# YOUR ASSIGNMENT
In the passage on ancillary CBD liability, rewrite the stretch from "Dotterweich addressed the" through "jury to weigh.", swapping "jury" for "panel of jurors".

# PAGE EXCERPT
━━━

Ancillary CBD liability
There are many ancillary service providers propping up the CBD industry– distributors, financial institutions, payment processors, landlords, advertisers, etc. Under the Act, and per the FDA’s own interpretation:
“nearly everyone involved . . . in interstate commerce, such as manufacturers, packers, distributors, and retailers, is responsible for assuring that he or she is not dealing in products that are adulterated or misbranded, even if someone else caused the adulteration or misbranding in the first place. If you introduce it into interstate commerce or receive it in interstate commerce, you are responsible. The law applies to components and packaging as well as to finished products.”
In the case of United States v. Dotterweich, the U.S. Supreme Court found that:
a corporation may commit an offense and all persons who aid and abet its commission are equally guilty. Whether an accused shares responsibility in the business process resulting in unlawful distribution depends on the evidence produced at the trial and its submission–assuming the evidence warrants it–to the jury under appropriate guidance. The offense is committed, unless the enterprise which they are serving enjoys the immunity of a guaranty, by all who do have such a responsible share in the furtherance of the transaction which the statute outlaws, namely, to put into the stream of interstate commerce adulterated or misbranded drugs [emphasis added]. . . Balancing relative hardships, Congress has preferred to place it upon those who have at least the opportunity of informing themselves of the existence of conditions imposed for the protection of consumers before sharing in illicit commerce, rather than to throw the hazard on the innocent public who are wholly helpless.
Dotterweich addressed the criminal prosecution of Joseph H. Dotterweich, the president and general manager of The Buffalo Pharmacal Company, Inc., for the company’s violations of the Act by distributing and selling misbranded drugs. And what the case means, in part, is that any person (including a company as is included in the definition of “person” under the Act) can be criminally prosecuted for aiding and abetting violations of the Act namely depending on their “responsible share in furtherance of the transaction” that breaks the law, which will be revealed by evidence produced at trial for a jury to weigh.

━━━

# DATASET EXCERPTS
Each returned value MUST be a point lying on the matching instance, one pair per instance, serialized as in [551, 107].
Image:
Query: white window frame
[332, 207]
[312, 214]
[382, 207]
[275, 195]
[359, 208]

━━━

# EXPECTED ANSWER
Dotterweich addressed the criminal prosecution of Joseph H. Dotterweich, the president and general manager of The Buffalo Pharmacal Company, Inc., for the company’s violations of the Act by distributing and selling misbranded drugs. And what the case means, in part, is that any person (including a company as is included in the definition of “person” under the Act) can be criminally prosecuted for aiding and abetting violations of the Act namely depending on their “responsible share in furtherance of the transaction” that breaks the law, which will be revealed by evidence produced at trial for a panel of jurors to weigh.